▶ Point localization data

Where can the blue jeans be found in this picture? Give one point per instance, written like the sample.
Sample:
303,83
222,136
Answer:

* * *

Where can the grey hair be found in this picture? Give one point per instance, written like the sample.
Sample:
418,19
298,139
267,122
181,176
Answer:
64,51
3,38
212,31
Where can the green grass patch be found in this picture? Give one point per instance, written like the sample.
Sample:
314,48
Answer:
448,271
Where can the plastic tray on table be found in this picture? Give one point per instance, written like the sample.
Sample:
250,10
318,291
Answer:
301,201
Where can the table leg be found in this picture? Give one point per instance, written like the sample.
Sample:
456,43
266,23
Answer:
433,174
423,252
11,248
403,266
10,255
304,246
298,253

▶ What the task asks
Among the entries, copy every line containing the word "table".

▶ Output for this exercise
Where can the plastic tray on table be found in this picture? Give one point per instance, written like the sample.
Where can the table leg be found in this picture? Give one point per instance, written like the sample.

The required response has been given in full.